* Given exercise
Edit the items below, replacing "segment each instance of" with "outline every instance of" wherever it occurs and leaving everything else unchanged.

Dataset rows
============================================================
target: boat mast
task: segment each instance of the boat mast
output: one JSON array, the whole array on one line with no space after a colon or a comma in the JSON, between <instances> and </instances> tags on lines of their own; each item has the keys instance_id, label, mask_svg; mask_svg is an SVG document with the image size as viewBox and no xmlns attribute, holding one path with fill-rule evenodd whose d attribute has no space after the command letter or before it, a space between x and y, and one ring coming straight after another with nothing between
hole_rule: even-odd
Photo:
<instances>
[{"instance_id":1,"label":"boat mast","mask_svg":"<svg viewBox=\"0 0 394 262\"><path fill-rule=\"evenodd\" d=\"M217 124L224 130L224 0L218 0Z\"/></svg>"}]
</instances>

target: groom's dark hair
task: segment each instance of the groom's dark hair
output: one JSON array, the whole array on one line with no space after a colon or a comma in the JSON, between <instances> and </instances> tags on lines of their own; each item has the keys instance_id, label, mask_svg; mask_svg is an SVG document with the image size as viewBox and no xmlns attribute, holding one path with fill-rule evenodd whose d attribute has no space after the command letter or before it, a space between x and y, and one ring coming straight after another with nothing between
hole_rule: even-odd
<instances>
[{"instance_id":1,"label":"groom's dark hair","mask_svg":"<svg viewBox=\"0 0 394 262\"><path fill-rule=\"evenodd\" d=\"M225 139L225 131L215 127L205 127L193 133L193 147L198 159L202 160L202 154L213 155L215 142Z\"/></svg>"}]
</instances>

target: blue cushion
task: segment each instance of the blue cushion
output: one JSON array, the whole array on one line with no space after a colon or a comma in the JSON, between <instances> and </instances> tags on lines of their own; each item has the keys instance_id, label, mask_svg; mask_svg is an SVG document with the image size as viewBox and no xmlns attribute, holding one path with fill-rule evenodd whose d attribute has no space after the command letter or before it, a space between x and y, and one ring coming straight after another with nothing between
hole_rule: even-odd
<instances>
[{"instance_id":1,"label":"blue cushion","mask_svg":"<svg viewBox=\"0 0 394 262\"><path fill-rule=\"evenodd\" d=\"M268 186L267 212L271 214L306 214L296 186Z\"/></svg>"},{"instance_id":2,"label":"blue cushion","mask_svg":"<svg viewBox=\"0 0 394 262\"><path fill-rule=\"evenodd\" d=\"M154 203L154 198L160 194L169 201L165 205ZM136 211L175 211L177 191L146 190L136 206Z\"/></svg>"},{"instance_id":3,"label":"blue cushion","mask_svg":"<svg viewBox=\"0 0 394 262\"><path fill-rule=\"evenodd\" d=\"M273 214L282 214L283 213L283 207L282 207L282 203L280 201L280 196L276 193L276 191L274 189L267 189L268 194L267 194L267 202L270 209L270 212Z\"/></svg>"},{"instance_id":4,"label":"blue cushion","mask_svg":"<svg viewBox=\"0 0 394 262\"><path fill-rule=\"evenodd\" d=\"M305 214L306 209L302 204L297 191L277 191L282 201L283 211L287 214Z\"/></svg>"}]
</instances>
============================================================
* Task output
target: boat mast
task: outline every instance of the boat mast
output: one JSON array, the whole array on one line with no space after a colon or a comma in the JSON, between <instances> and </instances> tags on lines of their own; each item has the keys instance_id, label, mask_svg; mask_svg is an SVG document with the image size as viewBox and no xmlns attribute, holding one path with fill-rule evenodd whose d attribute has no space after the command letter or before it, a space between x and y, and one ring coming straight after another with nothing between
hole_rule: even-odd
Photo:
<instances>
[{"instance_id":1,"label":"boat mast","mask_svg":"<svg viewBox=\"0 0 394 262\"><path fill-rule=\"evenodd\" d=\"M217 124L224 130L224 0L218 0Z\"/></svg>"}]
</instances>

target: groom's dark hair
task: outline every instance of the groom's dark hair
output: one JSON array, the whole array on one line with no space after a colon or a comma in the JSON, between <instances> and </instances> tags on lines of their own; each item has the keys instance_id, label, mask_svg; mask_svg is an SVG document with the image size as viewBox and no xmlns attribute, holding one path with fill-rule evenodd whose d attribute has no space after the command letter or before it, a space between x and y, and one ring coming straight after another with nothing between
hole_rule: even-odd
<instances>
[{"instance_id":1,"label":"groom's dark hair","mask_svg":"<svg viewBox=\"0 0 394 262\"><path fill-rule=\"evenodd\" d=\"M225 139L225 131L215 127L205 127L193 133L193 147L198 159L202 160L202 154L213 155L215 142Z\"/></svg>"}]
</instances>

target: blue cushion
task: outline every instance of the blue cushion
output: one JSON array, the whole array on one line with no space after a colon or a comma in the JSON, between <instances> and </instances> tags on lines of their own; each item has the keys instance_id, label, mask_svg; mask_svg is an SVG document with the image size as viewBox and no xmlns attribute, holding one path with fill-rule evenodd whose d attribute has no space after the command letter or before it, a space between x and y, and one ring coming straight after another with nothing between
hole_rule: even-odd
<instances>
[{"instance_id":1,"label":"blue cushion","mask_svg":"<svg viewBox=\"0 0 394 262\"><path fill-rule=\"evenodd\" d=\"M268 186L267 212L271 214L306 214L296 186Z\"/></svg>"},{"instance_id":2,"label":"blue cushion","mask_svg":"<svg viewBox=\"0 0 394 262\"><path fill-rule=\"evenodd\" d=\"M154 203L154 198L160 194L169 201L165 205ZM136 211L175 211L177 191L146 190L136 206Z\"/></svg>"},{"instance_id":3,"label":"blue cushion","mask_svg":"<svg viewBox=\"0 0 394 262\"><path fill-rule=\"evenodd\" d=\"M273 214L282 214L283 213L283 207L282 207L282 203L280 201L280 196L276 193L276 191L274 189L267 189L268 194L267 194L267 202L270 209L270 212Z\"/></svg>"},{"instance_id":4,"label":"blue cushion","mask_svg":"<svg viewBox=\"0 0 394 262\"><path fill-rule=\"evenodd\" d=\"M305 214L306 209L302 204L297 191L277 191L282 201L283 211L287 214Z\"/></svg>"}]
</instances>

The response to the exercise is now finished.